# START OF MATERIAL PROVIDED

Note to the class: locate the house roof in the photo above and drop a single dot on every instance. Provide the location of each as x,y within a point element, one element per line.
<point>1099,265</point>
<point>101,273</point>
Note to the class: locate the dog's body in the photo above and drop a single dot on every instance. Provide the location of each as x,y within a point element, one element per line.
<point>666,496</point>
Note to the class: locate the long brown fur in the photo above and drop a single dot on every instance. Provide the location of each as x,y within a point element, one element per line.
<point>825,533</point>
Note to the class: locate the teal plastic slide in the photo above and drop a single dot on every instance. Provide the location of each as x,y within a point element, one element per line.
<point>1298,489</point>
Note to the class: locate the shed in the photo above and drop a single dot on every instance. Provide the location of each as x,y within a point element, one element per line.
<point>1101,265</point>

# END OF MATERIAL PROVIDED
# START OF MATERIAL PROVIDED

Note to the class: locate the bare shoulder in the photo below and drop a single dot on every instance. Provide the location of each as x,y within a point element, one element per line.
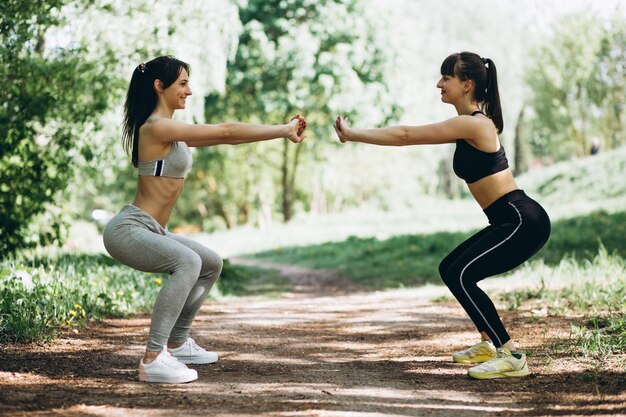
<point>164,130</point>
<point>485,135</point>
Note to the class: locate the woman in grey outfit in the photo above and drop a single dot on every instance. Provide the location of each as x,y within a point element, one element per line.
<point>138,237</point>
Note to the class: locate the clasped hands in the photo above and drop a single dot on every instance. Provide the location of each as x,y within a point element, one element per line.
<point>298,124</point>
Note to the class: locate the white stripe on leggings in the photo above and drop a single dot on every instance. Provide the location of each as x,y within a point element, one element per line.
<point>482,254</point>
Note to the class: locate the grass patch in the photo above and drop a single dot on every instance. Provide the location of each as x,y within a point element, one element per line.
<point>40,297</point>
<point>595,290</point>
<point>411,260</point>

# END OF MATERIAL PROVIDED

DIRECTIONS >> Retype the part of the material that opens with the line containing "Note to the class: locate the grass" and closes with the line containing "<point>411,260</point>", keeping both of those lines.

COMPLETE ANSWER >>
Note to the class: locate the grass patch in the photo above and drop a single dot on every instance. Provide the location of each as x,y within a point element, one element per line.
<point>40,297</point>
<point>595,290</point>
<point>411,260</point>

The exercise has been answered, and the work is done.